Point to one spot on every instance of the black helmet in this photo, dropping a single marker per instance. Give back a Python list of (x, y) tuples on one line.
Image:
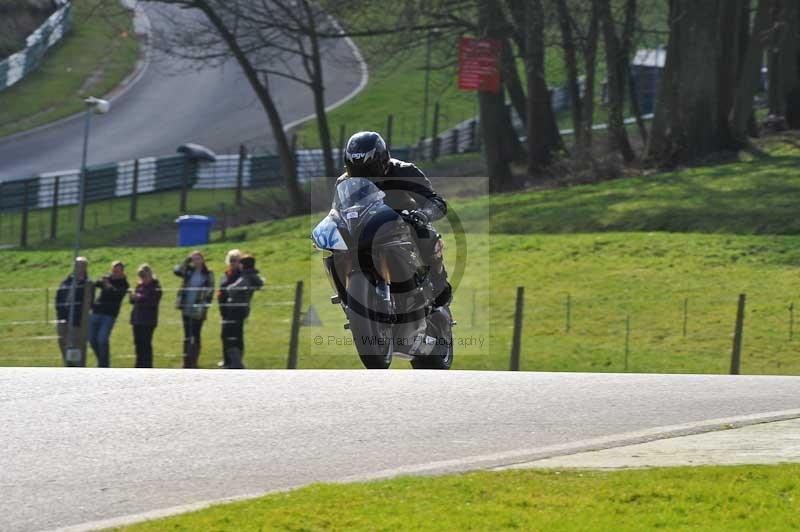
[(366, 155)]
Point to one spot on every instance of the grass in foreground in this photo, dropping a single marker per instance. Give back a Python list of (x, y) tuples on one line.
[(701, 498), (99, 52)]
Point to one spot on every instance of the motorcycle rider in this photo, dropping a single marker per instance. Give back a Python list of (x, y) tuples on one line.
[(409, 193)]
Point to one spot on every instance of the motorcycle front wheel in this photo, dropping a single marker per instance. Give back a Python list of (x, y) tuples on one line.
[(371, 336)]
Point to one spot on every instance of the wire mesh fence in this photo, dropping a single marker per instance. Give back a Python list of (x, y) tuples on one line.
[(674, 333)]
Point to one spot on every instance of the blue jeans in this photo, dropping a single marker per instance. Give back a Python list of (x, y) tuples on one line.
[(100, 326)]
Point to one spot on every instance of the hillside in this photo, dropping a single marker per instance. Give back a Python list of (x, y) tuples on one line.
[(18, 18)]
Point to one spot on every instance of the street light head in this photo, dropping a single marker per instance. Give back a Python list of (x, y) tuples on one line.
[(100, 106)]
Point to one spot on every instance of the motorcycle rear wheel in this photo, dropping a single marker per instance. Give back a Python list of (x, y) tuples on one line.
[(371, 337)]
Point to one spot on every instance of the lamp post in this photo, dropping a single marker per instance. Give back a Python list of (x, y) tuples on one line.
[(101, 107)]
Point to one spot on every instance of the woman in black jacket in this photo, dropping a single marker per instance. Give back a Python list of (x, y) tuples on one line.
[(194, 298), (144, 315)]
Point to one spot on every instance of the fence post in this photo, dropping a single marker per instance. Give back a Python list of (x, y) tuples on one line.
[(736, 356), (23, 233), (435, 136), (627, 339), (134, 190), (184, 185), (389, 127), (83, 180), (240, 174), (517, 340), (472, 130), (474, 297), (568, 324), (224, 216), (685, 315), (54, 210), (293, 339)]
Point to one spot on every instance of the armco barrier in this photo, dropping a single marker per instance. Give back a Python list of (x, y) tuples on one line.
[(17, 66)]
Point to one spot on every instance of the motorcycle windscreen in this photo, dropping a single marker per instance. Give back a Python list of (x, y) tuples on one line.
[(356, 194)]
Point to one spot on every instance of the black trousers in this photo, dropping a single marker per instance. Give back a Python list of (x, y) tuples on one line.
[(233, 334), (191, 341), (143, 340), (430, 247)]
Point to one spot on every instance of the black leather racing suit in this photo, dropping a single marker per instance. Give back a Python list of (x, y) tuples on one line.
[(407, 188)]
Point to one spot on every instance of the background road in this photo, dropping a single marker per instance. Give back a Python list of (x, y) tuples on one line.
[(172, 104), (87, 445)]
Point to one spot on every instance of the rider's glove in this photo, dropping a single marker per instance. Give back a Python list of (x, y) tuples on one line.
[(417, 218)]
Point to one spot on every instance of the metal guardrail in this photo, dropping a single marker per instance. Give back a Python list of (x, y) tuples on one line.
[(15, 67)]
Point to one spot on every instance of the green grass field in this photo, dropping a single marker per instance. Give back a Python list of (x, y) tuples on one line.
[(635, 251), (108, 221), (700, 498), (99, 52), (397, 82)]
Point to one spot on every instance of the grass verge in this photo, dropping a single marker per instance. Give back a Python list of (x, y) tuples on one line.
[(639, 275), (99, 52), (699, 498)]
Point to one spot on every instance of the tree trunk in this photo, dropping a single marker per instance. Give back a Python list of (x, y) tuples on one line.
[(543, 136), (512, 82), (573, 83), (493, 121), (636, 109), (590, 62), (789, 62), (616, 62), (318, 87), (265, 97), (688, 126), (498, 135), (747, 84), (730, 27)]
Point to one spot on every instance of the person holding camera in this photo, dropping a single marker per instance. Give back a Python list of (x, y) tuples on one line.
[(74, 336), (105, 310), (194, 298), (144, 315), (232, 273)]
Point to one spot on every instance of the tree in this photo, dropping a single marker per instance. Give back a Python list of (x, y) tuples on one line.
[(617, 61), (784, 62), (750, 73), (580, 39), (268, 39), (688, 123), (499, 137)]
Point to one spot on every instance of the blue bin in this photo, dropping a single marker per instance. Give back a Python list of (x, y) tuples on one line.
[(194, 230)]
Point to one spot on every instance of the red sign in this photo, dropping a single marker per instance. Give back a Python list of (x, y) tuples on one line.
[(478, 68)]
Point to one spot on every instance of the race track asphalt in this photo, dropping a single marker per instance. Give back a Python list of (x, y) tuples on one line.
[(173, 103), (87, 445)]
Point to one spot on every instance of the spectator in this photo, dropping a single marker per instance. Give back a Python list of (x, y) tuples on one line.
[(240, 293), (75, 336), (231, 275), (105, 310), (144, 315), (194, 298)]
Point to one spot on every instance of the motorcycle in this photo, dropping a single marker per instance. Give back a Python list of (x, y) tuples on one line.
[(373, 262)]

━━━━━━━━━━

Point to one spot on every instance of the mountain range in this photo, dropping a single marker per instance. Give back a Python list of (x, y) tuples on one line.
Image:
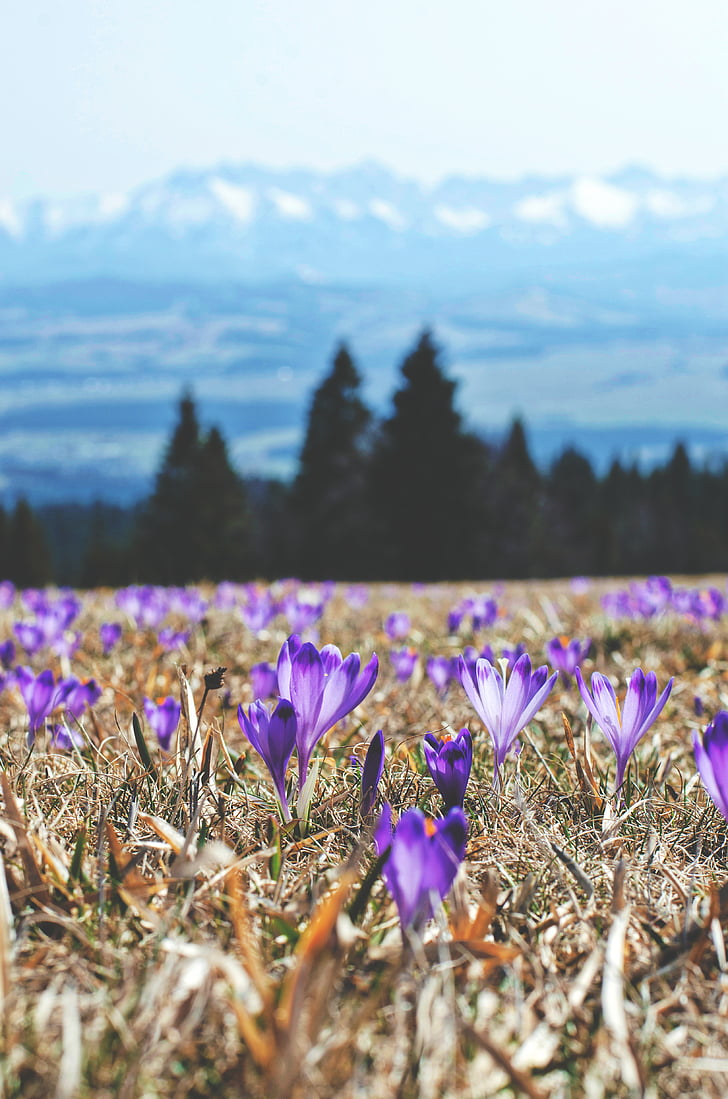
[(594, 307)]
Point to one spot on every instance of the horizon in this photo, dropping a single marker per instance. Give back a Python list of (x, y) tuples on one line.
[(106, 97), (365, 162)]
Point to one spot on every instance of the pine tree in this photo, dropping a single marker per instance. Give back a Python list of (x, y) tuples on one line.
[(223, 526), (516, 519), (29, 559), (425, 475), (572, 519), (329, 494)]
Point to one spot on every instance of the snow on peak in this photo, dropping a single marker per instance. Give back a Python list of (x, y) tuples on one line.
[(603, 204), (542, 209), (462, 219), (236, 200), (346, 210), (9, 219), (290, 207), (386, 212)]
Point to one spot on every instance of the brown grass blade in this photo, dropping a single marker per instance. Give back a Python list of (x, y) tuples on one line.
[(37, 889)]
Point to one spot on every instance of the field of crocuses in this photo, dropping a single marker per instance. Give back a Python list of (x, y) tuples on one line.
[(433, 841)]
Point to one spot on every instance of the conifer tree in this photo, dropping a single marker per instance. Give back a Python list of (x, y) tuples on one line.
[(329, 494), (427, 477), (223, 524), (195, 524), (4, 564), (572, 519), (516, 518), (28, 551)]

━━━━━━━━━━

**Directions for this task:** Format the listing as a two-column CSV with the headers instruction and points. Start at the line that contains "Point to one spot on every instance of the street", stop after the line that contains "[(194, 298), (144, 315)]", and give each text and its answer one row, each in its own quoted field, with any line breaks replaced by spaces.

**Problem solution:**
instruction,points
"Point to one spot on every instance of the street light head in this photo, dropping a single marker per instance. Give back a Python list of (x, y) tuples on one line.","[(100, 106)]"
"Point to one spot on every instance of the motorcycle rear wheel in this photo, dropping a single marker per instance. Give back a Python list of (x, y) tuples on one line.","[(371, 337)]"
"Point to one spot on every instance of the lamp post in this photo, dropping a single marker per instance. Give back a Python list of (x, y) tuples on one line.","[(101, 107)]"
"Point to one spot on every instance of the woman in black jacket in this photo, dropping a single marker per instance. Give back a Python list of (x, y) tuples on one line.","[(194, 298), (144, 315)]"